*** Input data ***

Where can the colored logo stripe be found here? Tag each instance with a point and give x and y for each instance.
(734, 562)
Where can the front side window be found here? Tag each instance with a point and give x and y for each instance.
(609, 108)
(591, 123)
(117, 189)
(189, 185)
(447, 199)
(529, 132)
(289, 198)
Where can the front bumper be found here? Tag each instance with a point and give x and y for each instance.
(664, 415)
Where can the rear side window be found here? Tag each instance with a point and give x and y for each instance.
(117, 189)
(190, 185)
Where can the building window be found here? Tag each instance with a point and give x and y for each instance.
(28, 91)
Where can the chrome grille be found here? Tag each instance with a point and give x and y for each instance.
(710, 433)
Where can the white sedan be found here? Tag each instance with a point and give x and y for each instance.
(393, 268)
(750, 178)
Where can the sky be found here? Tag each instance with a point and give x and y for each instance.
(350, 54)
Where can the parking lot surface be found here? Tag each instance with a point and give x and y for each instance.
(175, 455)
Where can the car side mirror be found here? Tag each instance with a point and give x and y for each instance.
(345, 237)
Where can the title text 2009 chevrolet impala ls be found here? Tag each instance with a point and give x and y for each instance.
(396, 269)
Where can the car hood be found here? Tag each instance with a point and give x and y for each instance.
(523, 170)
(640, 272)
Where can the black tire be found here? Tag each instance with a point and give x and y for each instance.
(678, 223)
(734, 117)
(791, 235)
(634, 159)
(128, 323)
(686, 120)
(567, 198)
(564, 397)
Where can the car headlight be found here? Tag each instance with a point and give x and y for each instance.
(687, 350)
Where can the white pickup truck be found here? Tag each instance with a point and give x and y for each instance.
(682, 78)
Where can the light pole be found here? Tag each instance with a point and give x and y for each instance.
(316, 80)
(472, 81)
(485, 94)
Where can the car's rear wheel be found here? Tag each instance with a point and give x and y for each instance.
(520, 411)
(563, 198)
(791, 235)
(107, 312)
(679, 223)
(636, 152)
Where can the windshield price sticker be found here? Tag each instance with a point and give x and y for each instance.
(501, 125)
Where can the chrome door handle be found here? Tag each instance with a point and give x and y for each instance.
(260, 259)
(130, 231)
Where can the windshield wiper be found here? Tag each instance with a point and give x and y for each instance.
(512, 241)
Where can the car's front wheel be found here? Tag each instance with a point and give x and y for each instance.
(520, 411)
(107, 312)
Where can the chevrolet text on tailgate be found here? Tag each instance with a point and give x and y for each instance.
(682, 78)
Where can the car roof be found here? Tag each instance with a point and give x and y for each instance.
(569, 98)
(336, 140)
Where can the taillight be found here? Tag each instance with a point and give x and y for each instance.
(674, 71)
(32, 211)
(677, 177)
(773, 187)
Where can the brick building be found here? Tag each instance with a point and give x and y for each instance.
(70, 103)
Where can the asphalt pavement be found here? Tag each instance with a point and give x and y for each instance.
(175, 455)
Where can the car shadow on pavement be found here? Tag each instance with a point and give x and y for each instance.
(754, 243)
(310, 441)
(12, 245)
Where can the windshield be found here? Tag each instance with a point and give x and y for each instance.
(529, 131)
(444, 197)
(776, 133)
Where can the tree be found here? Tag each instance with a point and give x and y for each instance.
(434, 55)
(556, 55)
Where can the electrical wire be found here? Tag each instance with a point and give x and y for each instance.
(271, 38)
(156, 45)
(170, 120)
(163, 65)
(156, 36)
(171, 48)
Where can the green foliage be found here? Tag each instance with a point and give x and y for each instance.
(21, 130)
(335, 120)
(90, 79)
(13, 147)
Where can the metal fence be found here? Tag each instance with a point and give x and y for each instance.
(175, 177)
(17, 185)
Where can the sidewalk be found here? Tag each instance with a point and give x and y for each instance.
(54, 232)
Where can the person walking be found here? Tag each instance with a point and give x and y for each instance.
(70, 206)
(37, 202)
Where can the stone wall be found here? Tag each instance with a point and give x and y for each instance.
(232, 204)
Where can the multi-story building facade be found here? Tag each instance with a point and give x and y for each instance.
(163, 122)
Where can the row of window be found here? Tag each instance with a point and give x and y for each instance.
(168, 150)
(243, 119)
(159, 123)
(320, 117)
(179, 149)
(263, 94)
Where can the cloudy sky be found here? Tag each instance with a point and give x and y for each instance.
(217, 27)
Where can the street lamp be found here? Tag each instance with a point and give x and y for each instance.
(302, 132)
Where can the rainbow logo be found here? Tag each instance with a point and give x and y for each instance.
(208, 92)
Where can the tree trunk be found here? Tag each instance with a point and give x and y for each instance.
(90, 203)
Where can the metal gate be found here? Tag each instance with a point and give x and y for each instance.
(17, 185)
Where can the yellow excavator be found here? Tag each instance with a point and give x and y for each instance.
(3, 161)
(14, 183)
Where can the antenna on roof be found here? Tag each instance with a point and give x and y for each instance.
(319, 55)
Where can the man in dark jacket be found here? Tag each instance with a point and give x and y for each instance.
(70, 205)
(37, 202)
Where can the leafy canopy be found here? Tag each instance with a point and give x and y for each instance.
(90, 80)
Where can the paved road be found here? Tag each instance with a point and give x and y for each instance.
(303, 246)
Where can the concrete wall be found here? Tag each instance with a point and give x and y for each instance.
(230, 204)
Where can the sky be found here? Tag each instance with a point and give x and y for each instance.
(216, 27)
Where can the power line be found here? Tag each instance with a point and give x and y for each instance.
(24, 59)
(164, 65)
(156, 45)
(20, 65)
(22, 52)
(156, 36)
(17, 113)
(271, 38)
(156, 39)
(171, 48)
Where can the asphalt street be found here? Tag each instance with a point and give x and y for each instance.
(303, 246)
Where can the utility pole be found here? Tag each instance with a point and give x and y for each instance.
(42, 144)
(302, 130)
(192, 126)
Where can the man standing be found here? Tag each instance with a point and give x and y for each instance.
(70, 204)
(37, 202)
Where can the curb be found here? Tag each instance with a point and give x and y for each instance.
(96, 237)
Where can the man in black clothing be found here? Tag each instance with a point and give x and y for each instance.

***

To be done:
Swap "Tag" for "Mark" wherever it appears in the records above, and give every line again with nothing else changed.

Answer to this exercise:
Where can the colored logo stripe be found here? Mark each instance with a point and give x and y for each instance.
(734, 562)
Where can the front side window be found here? Mark each instance with a point and give x and y for each instance.
(609, 108)
(591, 123)
(117, 189)
(189, 185)
(447, 199)
(529, 132)
(289, 198)
Where can the front bumper be found here? Mark each instance with a point and give x and y for each instance.
(664, 415)
Where can the rear side window be found here? Mark each instance with a point and give x and y for each instance.
(117, 189)
(190, 185)
Where can the building window be found here? Mark each instance with a point and give x and y for each instance.
(28, 91)
Where can the chrome grille be found here? Mark each instance with a point and give x and y for each instance.
(710, 433)
Where can the white sedan be found here? Mark each instance with a point and give x and y for each instance.
(393, 268)
(750, 178)
Where can the sky be found here? Mark each instance with a point and give x and y for each instance.
(350, 54)
Where can the parking lot surface be found here? Mark each instance with a point and give x and y for each instance.
(175, 455)
Where can the car side mirror be found here? Mark each instance with a point and give x and y for each instance.
(345, 237)
Where can the title text 2009 chevrolet impala ls be found here? Mark each instance with a point and give x and y for each instance.
(396, 269)
Where can the car hood be found here? Mark each instance with a point and give x and y for each instance.
(523, 170)
(640, 272)
Where can the black tire be found here? Mark each instance with a point and give x and y for each instance.
(678, 223)
(734, 117)
(791, 235)
(634, 159)
(128, 323)
(686, 120)
(567, 198)
(564, 397)
Where can the car headlight be found here? Mark each instance with a point and give x and y for each instance.
(687, 350)
Where can the white pickup truck be found here? Mark each instance with a point and give x and y for each instance.
(682, 78)
Where can the light pole be found here? Mark each instance with a point and give x and y for each instance.
(316, 80)
(472, 81)
(485, 94)
Where can the car's rear wheel be found here? Mark each instance with a point and give x and y for each instance.
(520, 411)
(563, 198)
(791, 235)
(107, 312)
(679, 223)
(636, 152)
Where can the windshield price sticker be found here? Mark each instance with a point and give x and y for each instance.
(501, 125)
Where can the chrome door handle be found here? Mark each instance with a point and give x and y for each instance.
(260, 259)
(130, 231)
Where can the windshield wiper be found here? Mark each instance with a point and give x and y for each instance.
(512, 241)
Where can the car's front wheel be found here? Mark each instance with a point and give x and y for each instance.
(520, 411)
(107, 312)
Where can the chevrolet text on tailgate be found here? Mark each instance with a point and give x and y for each instance.
(682, 78)
Where can the car roof be found here? Mark each instance with a point and give x and y for each instance.
(569, 98)
(336, 140)
Where can the taillight be found here? Mark each instance with a point and give x and y for each instance.
(674, 71)
(32, 211)
(677, 177)
(773, 187)
Where can the brick building be found here? Mark each instance with a point and give x and y for each instance.
(70, 103)
Where can the asphalt pavement be found here? Mark each instance with a point and give x and y for each instance.
(175, 455)
Where can the car shadow on pavement be found here? Mark each instance with a point and give x and y for each instance.
(754, 243)
(310, 441)
(12, 245)
Where can the windshield be found here? Mark each instance with a point and give x and y for each instance.
(529, 131)
(444, 197)
(776, 133)
Where can the tree be found here? Mark each instance with a point and give x and y for each instance.
(434, 55)
(556, 55)
Where can the electrical wire be found here? Mark each instance with a point and give x and y for each instance.
(271, 38)
(156, 45)
(170, 120)
(163, 65)
(156, 36)
(171, 48)
Where can the green foliage be found here? Mark each instance with a point and give x and y for each instance.
(21, 130)
(335, 120)
(90, 79)
(13, 147)
Where can the metal fence be found here? Mark each instance with a point and give x and y for each instance.
(175, 177)
(17, 185)
Where can the sidewalk be found here? Mark each instance with a point and give x and y for each instance.
(54, 232)
Where can the person walking be found here? Mark each instance with a point and give x and y for each instance.
(70, 206)
(37, 202)
Where can the stone wall be found here? Mark each instance with a point and give x and y for each instance.
(232, 204)
Where can the multi-story building facade be found here? Mark each instance with a point and give x and y for each instance.
(163, 122)
Where can the row of window be found here? Mark each instance with a point and give x and y for each instance.
(168, 150)
(243, 119)
(159, 123)
(320, 117)
(179, 149)
(263, 94)
Where can the cloudy sky be found here? Mark each instance with a point and give x and y for each instance.
(217, 27)
Where can the street lamp be found here? Mark each instance with a point and give x and y for each instance.
(302, 132)
Where can the rainbow logo be found here? Mark each instance with a point and give x and y for each instance.
(208, 92)
Where can the tree trunk be found here? Mark each instance with a point and give x and y for each instance.
(90, 203)
Where can the metal gate be found here? Mark each instance with a point and give x and y for each instance.
(17, 185)
Where can the yellow excavator be found here? Mark each instance with a point and give x and y for each instance.
(3, 161)
(14, 183)
Where can the antenna on roof be found here? Mark each instance with a point and give x and y for each instance.
(319, 55)
Where can the man in dark jacket be found here? Mark each instance with a point and give x and y for each instance.
(70, 205)
(37, 202)
Where can the leafy canopy be found here? Mark each instance with a point and give x and y for each instance.
(90, 80)
Where can the paved road be found here? Mark each instance with a point and give x and y for each instance.
(303, 246)
Where can the concrete wall be found here? Mark each instance with a point and give x and y for each instance.
(230, 204)
Where can the sky be found here? Mark each instance with a point and give x and y for each instance.
(216, 27)
Where can the power line be found here? Mark each instance with a point and give x and y for each instance.
(24, 59)
(164, 65)
(156, 45)
(20, 65)
(22, 52)
(156, 36)
(17, 113)
(271, 38)
(156, 39)
(171, 48)
Where can the asphalt street be found here? Mark each instance with a point and give x and y for each instance.
(303, 246)
Where can the utility pole be found here? Mark each instance with a point and give x and y for each instance.
(42, 144)
(302, 130)
(192, 126)
Where can the man standing be found here? Mark each instance with a point and give x and y for each instance.
(70, 204)
(37, 202)
Where can the curb be found here? Mark each instance with a point and give x and y for each instance.
(96, 237)
Where can the man in black clothing be found here? Mark each instance with a point and give x and y for each instance.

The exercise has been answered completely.